(TASK INPUT)
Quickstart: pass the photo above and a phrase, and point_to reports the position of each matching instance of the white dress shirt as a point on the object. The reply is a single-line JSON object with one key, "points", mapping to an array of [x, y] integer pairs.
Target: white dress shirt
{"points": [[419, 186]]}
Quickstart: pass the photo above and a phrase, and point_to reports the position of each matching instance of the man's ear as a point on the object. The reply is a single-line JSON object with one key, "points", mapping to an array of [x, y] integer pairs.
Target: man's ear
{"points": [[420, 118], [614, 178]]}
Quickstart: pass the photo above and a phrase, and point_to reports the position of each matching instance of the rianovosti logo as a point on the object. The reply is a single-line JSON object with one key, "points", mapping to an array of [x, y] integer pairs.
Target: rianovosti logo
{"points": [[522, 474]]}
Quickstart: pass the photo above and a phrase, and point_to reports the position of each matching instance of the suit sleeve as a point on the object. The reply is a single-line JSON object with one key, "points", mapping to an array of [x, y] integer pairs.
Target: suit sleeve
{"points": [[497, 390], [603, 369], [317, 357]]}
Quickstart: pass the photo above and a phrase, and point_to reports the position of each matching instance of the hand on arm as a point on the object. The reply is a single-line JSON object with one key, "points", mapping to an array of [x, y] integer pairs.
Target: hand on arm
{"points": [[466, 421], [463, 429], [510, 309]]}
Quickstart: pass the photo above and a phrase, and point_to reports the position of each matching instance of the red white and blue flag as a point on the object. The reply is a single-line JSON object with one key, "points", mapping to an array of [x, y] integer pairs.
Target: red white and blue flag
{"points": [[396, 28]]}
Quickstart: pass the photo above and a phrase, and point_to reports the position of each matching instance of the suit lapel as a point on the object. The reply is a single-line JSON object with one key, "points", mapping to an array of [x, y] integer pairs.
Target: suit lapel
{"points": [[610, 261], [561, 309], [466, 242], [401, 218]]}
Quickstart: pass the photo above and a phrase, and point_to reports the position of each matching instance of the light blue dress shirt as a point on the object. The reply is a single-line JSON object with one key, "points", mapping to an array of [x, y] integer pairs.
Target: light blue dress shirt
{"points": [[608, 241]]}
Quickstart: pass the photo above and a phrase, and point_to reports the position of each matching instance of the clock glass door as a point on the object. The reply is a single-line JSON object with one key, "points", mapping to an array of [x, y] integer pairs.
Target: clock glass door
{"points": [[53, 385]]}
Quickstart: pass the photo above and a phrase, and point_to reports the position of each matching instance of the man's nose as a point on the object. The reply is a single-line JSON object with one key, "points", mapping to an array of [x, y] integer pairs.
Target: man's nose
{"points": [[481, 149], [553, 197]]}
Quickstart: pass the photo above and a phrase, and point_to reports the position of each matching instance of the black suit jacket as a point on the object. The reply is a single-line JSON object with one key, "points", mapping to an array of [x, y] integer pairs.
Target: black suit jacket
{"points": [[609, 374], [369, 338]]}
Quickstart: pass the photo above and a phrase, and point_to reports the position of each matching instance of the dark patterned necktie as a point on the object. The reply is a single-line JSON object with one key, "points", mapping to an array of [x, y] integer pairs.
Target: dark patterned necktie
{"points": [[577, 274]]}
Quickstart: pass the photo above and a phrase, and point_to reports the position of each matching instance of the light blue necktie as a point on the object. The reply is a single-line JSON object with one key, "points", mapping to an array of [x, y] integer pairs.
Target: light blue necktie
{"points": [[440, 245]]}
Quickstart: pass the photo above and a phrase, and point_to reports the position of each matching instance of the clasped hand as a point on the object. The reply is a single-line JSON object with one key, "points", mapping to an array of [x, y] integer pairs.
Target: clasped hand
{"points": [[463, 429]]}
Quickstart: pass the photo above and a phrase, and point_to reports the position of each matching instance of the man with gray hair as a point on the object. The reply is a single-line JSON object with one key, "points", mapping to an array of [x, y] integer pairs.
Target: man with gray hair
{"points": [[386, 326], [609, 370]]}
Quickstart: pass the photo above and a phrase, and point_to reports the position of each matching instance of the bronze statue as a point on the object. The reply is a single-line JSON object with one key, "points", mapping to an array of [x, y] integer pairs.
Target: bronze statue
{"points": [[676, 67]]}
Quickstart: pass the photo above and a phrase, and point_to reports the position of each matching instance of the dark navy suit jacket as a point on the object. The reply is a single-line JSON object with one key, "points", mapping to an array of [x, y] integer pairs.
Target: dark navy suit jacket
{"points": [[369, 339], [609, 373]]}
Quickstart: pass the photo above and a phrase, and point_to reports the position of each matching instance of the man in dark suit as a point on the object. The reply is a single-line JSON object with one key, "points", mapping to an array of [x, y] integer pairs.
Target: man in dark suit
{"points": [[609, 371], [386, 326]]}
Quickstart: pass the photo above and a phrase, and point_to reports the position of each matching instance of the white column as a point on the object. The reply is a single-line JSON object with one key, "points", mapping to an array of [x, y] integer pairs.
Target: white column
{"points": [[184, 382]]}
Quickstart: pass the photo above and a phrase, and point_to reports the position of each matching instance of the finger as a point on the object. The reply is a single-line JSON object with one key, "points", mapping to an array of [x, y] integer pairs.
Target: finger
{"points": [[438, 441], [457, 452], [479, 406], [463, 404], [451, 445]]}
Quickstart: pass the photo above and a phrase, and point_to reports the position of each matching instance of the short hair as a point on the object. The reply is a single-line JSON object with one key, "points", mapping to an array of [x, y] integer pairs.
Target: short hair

(PROBLEM TO WORK ON) Print the records above in full, exactly.

(ANSWER TO THIS EXERCISE)
Quickstart: pass the photo above and a phrase, and point_to reports the position of each matching instance of the white dress shirt as a point on the object. The reply is a single-line JSON object with one key, "points", mapping to an array of [x, y] integer pairs.
Target: white dress shirt
{"points": [[419, 186]]}
Quickstart: pass the photo above and a phrase, and point_to reports the position of each matching instance of the man's ear as a point on the object. The reply is a single-line JSON object with one key, "points", mapping to an array of [x, y] integer pairs.
Target: man's ear
{"points": [[420, 118], [614, 178]]}
Quickstart: pass the photo above and a phrase, and point_to reports the position of each matching instance of the rianovosti logo as a point on the object. The reply is a single-line JSON object with one key, "points", mapping to an array of [x, y] integer pairs.
Target: rianovosti logo
{"points": [[522, 474]]}
Quickstart: pass the photo above and a phrase, and point_to reports the position of each matching instance of the suit sleeve as a point on the object. The reply is a single-line JSON object with one key, "points", mapping to an array of [x, y] integer pairs.
Target: suit sleeve
{"points": [[497, 390], [603, 369], [317, 357]]}
Quickstart: pass the photo above and a phrase, and point_to reports the position of each matching instance of the hand on arm as a point on the object. The reply is a single-line JSON object with one key, "points", mapping to an array of [x, y] integer pairs.
Target: hand on arm
{"points": [[466, 421], [463, 429], [510, 309]]}
Quickstart: pass the photo above and a phrase, and point_to reports the position of each matching instance of the red white and blue flag as a point on the object. The reply is a single-line JSON object with one key, "points", mapping to an array of [x, y] integer pairs.
Target: red white and blue flag
{"points": [[396, 28]]}
Quickstart: pass the photo above and a phrase, and point_to reports the position of each matching instance of the suit lapel as a point on the object. The reply is a single-line JSON object with one key, "points", mapping to an array of [x, y] integer pairs.
Target: suit lapel
{"points": [[610, 261], [561, 309], [466, 242], [401, 218]]}
Quickstart: pass the photo above and a phrase, and point_to reports the position of each matching instance of the light blue dress shirt as a point on the object. The reply is a single-line JSON object with one key, "points", mapping to an array of [x, y] integer pairs.
Target: light blue dress shirt
{"points": [[608, 241]]}
Quickstart: pass the photo above and a phrase, and point_to reports the position of each matching instance of the clock glass door as a point on the object. The reply is a single-line JSON object with one key, "points", mapping to an array of [x, y] integer pairs.
Target: clock glass door
{"points": [[53, 385]]}
Quickstart: pass the photo above and a phrase, and point_to reports the position of each matching instance of the man's nose as a point on the object. The reply is a single-line JSON object with one key, "points", mapping to an array of [x, y] integer pairs.
Target: man's nose
{"points": [[481, 149], [553, 197]]}
Quickstart: pass the photo above and a phrase, and point_to reports the position of each matching instance of the black suit jacket as a point on the object. The reply is a single-line JSON object with one key, "points", mapping to an array of [x, y] integer pairs.
Target: black suit jacket
{"points": [[609, 374], [369, 338]]}
Quickstart: pass the photo above and a phrase, and point_to reports the position of each matching instance of the dark patterned necktie as a point on the object. The reply is a single-line JSON object with one key, "points", mapping to an array of [x, y] integer pairs.
Target: dark patterned necktie
{"points": [[577, 274]]}
Quickstart: pass the photo above and a phrase, and point_to reports the position of each matching instance of the light blue necktie as a point on the object. The reply is a single-line JSON object with one key, "points", mapping to an array of [x, y] integer pairs.
Target: light blue necktie
{"points": [[440, 245]]}
Quickstart: pass the photo above and a phrase, and point_to reports the position of each matching instance of the clasped hand as a point on the object. The reply is a single-line JSON object with one key, "points", mapping to an array of [x, y] integer pairs.
Target: clasped hand
{"points": [[463, 429]]}
Quickstart: pass the photo above and a phrase, and point_to reports the position of each matching instance of the man with gray hair as a point on the object. The reply is a single-line JSON object with one key, "points", mapping to an array of [x, y] integer pairs.
Target: man with gray hair
{"points": [[386, 326], [609, 370]]}
Quickstart: pass the photo above and a phrase, and point_to reports the position of each matching instance of the bronze statue as a point on the object. The reply is a single-line JSON object with one key, "points", mapping to an array of [x, y] integer pairs.
Target: bronze statue
{"points": [[676, 67]]}
Quickstart: pass the photo above and a phrase, and point_to reports the position of each matching instance of the dark navy suit jacket as a point on the object. The reply is a single-line JSON object with one key, "points", mapping to an array of [x, y] integer pairs.
Target: dark navy suit jacket
{"points": [[369, 339], [609, 373]]}
Quickstart: pass the photo above and a phrase, and point_to reports the position of each matching instance of the man in dark suit as a point on the object. The reply is a single-line JSON object with one key, "points", mapping to an array of [x, y] integer pairs.
Target: man in dark suit
{"points": [[609, 371], [386, 326]]}
Quickstart: pass the photo above and a phrase, and point_to reports the position of each matching instance of the white column as a point on the object. The reply is a single-line JSON object with one key, "points", mapping to an array of [x, y] integer pairs.
Target: white column
{"points": [[184, 382]]}
Quickstart: pass the photo above and a phrase, and point_to reports the position of each matching instance of the finger as a point on the object. The reply is a single-line JSON object with one key, "points", mapping to an array of [x, y] integer pairs.
Target: finger
{"points": [[438, 441], [457, 452], [479, 406], [463, 404], [451, 445]]}
Quickstart: pass the photo above and a phrase, and point_to reports the position of each matching instance of the short hair as a point on the object. The reply is a single-line JSON object with one key, "points", mapping to an array of [x, y] integer pairs.
Target: short hair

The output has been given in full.